Reproduce the stretch of the forum post on AMD X570 RAID performance from "While I understand" through "performs similarly bad.".

TEXT SEGMENT:
+-------+

Critiquing: Really shitty AMD X570 (also B550) SATA SSD RAID1/10 performance - Sequential Write Speed Merely A Fraction Of What It Could Be :(

Hi,

I’m creating this thread to warn other users and vent my own frustration about the abyssmal performance of AMD’s X570 motherboard software RAID performance for SATA SSDs.

While I understand that SATA/AHCI isn’t getting much love anymore and NVMe is the future, I still highly value this technology for being very reliable at this point in time.

I made these observations while I was setting up a new daily-driver system that was supposed to have SATA RAID1 for its operating system (Windows 10), after many frustrating hours, SSD erases and operating system reinstallations I’m currently also trying out RAID10 which performs similarly bad.

Simplified overview of my expectations:

  • RAID1 (2 SSDs): 2n read performance, 1n write performance (only looking at sequential speeds);

  • RAID10 (4 SSDs): 4n read performance, 2n write performance (only looking at sequential speeds);

Reality with AMD’s software RAID1 and 10:

  • RAID1 (2 SSDs): <2n read performance, 0.5n write performance (only looking at sequential speeds);

  • RAID10 (4 SSDs): <4n read performance, 0.5n write performance (only looking at sequential speeds);

The performance is so bad that when I use the motherboard’s 2.5 GbE NIC to copy data to the RAID array the responsiveness of applications is tanking (reminder: operating system installed on it) since the copy process with its a little over 200 MB/s is maxing out the RAID array to 100 % load according to Task Manager or HWiNFO.

This is absurd.

The source of these issues seems to be bugs but I haven’t been able to recognize a repeatable pattern yet.

Switching through the available RAID array cache settings in AMD’s RAID management software I can sometimes see write values reach the normal expected speeds of 1n/2n but this is only temporary.

I have absoluetely no idea what the cause for the bottleneck is

  • Tried Windows 10 20H2 and 21H1 with all Windows Updates, device firmwares and drivers up-to-date;

  • Checked that Windows is not doing something in the background (also physically disconnected ethernet adapter connections to be 99 %-sure);

  • Erased all SSDs and tried again;

  • Created the RAID arrays with completely default settings, with changed stripe sizes (AMD’s documentation warns against this), with and without initialization;

  • I’m using Micron 5300 PRO 3.84 SSDs (tested 6 units), while not the fastest SATA SSDs on the planet they are enterprise-class ones that can sustain their performance even when filling them up and more importantly have complete powerloss protection to ensure a RAID array’s data integrity in PSU/motherboard failure scenarios;

  • All SSDs get a clean SATA 6 Gb/s connection to the motherboard, all C7 SMART values are still completely unchanged at their factory-new values implying there are no electrical communication issues between the SSDs and the motherboard’s SATA controller;

  • Tested all 8 of the motherboard’s X570 chipset SATA ports;

Observations where I’m not sure of regarding their impact on the situation

  • Even when choosing all member drives of an array to be “SSDs”, the AMD RAID drivers are presenting the RAID array to Windows as a mechanical HDD;
    (Fixed with new driver package released on May 25th, 2021)

+-------+

RECORD LIST:
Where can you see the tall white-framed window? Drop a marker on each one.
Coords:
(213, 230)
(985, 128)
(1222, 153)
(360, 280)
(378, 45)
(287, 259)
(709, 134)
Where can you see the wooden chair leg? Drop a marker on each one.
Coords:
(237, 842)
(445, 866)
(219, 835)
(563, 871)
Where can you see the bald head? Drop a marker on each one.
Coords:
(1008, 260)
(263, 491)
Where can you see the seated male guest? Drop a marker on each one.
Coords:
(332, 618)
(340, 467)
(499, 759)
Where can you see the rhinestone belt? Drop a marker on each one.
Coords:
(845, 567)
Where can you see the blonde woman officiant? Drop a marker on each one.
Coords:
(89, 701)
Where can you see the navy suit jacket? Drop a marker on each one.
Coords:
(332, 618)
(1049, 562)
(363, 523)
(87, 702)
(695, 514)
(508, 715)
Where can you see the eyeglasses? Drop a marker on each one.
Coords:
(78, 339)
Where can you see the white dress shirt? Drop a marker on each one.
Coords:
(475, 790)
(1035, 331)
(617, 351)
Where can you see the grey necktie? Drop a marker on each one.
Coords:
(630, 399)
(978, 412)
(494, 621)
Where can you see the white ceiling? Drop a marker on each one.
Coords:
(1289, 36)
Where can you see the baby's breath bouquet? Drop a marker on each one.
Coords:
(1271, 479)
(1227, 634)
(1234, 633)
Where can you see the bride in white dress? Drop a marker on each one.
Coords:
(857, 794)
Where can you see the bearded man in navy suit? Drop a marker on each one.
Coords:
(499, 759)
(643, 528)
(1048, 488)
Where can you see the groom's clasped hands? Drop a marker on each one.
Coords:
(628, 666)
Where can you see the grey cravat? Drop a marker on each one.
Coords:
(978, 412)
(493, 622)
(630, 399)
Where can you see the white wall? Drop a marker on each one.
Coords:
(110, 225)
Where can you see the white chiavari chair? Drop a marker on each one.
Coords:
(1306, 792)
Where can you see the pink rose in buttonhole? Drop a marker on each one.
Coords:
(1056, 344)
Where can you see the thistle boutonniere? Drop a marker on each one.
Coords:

+-------+

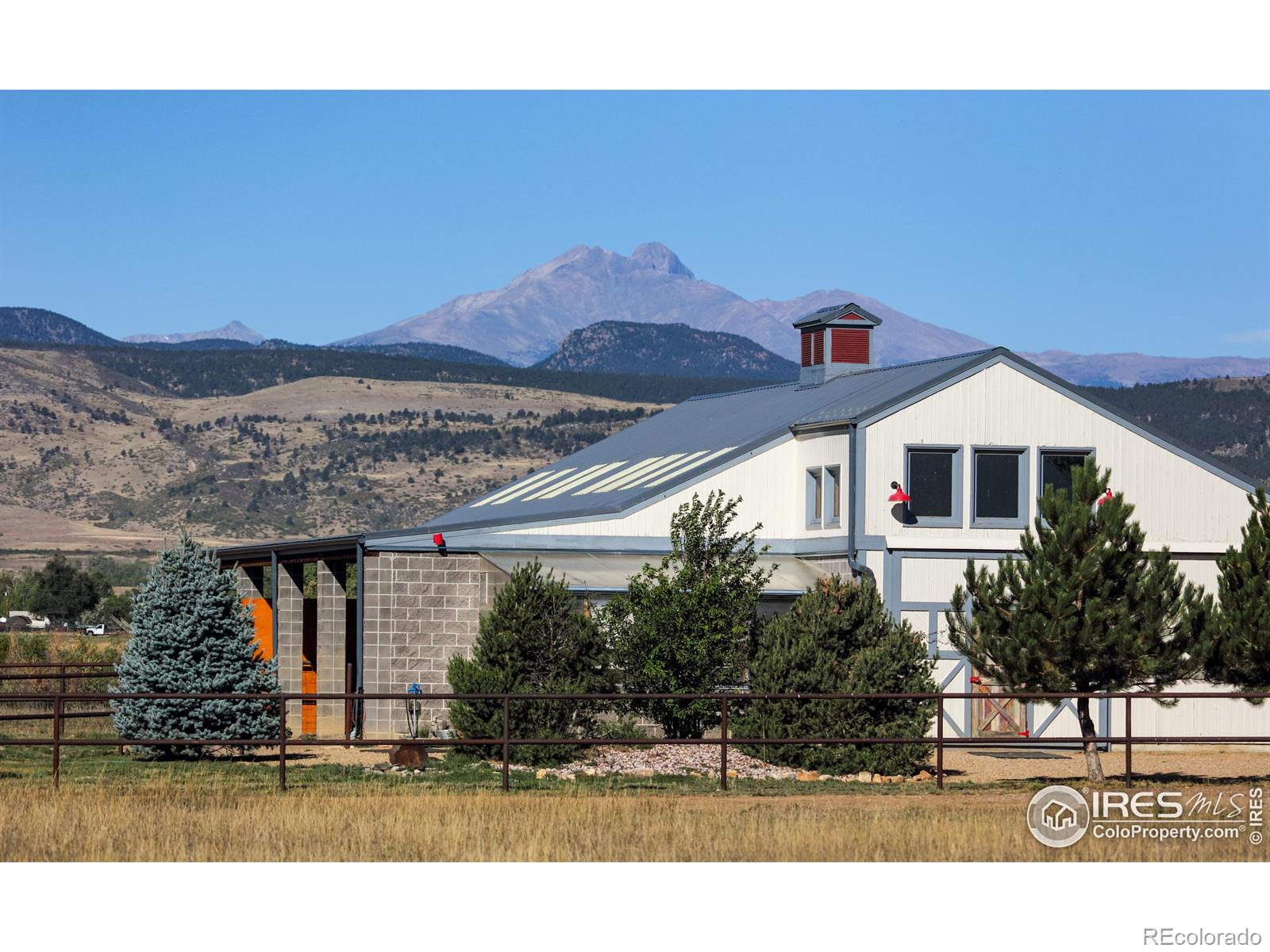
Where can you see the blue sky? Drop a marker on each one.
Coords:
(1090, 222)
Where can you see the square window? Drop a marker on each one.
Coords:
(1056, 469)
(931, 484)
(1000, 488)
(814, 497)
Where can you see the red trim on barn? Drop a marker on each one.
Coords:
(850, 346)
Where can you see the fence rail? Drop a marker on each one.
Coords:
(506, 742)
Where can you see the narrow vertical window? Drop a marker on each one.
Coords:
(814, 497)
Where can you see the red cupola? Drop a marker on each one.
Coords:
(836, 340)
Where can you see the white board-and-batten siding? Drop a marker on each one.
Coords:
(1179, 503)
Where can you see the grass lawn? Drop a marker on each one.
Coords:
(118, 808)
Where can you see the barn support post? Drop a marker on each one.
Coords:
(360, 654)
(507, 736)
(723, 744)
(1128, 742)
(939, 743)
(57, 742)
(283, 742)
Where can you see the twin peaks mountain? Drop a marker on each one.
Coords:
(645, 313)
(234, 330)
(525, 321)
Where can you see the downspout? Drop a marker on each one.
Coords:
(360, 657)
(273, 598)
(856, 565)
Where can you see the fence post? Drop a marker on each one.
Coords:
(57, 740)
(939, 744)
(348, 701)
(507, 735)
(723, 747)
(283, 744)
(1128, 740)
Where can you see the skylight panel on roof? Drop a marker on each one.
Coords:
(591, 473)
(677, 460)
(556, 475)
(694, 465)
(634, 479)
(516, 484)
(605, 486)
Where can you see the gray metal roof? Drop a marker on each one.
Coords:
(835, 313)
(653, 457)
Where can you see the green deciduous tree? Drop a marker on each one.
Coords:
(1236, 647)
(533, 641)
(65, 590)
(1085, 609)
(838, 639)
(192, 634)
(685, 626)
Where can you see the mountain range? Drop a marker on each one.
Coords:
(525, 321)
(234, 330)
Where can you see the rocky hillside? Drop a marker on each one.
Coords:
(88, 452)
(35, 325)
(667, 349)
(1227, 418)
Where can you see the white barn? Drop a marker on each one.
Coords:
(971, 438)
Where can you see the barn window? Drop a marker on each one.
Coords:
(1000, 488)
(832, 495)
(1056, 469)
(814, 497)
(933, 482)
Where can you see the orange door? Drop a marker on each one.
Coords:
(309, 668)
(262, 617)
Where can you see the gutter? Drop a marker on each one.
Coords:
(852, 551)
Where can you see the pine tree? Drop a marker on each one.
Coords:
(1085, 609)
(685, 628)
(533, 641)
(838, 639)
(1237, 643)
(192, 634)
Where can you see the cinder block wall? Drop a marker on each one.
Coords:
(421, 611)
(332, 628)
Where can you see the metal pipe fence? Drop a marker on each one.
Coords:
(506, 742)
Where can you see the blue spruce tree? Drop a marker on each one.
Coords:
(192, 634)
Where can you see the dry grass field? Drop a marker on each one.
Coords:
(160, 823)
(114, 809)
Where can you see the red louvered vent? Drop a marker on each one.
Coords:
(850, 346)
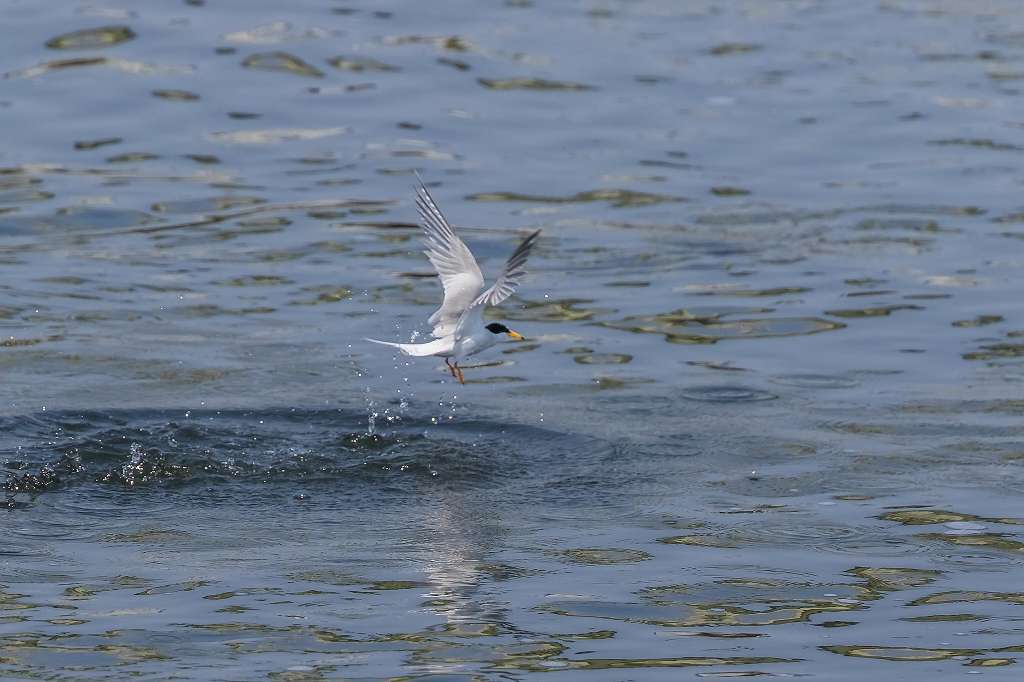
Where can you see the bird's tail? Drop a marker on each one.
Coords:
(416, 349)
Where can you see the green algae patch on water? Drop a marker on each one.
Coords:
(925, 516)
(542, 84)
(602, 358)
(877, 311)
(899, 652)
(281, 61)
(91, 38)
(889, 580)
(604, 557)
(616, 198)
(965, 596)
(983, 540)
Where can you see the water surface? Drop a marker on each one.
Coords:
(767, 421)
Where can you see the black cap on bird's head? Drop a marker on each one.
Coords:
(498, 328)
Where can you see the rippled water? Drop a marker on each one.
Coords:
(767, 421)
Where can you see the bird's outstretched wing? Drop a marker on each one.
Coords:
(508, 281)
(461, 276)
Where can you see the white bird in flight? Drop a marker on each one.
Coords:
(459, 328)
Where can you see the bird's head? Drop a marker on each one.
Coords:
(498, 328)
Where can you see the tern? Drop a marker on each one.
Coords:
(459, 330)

+-------+

TASK RESULT:
While I understand that SATA/AHCI isn’t getting much love anymore and NVMe is the future, I still highly value this technology for being very reliable at this point in time.

I made these observations while I was setting up a new daily-driver system that was supposed to have SATA RAID1 for its operating system (Windows 10), after many frustrating hours, SSD erases and operating system reinstallations I’m currently also trying out RAID10 which performs similarly bad.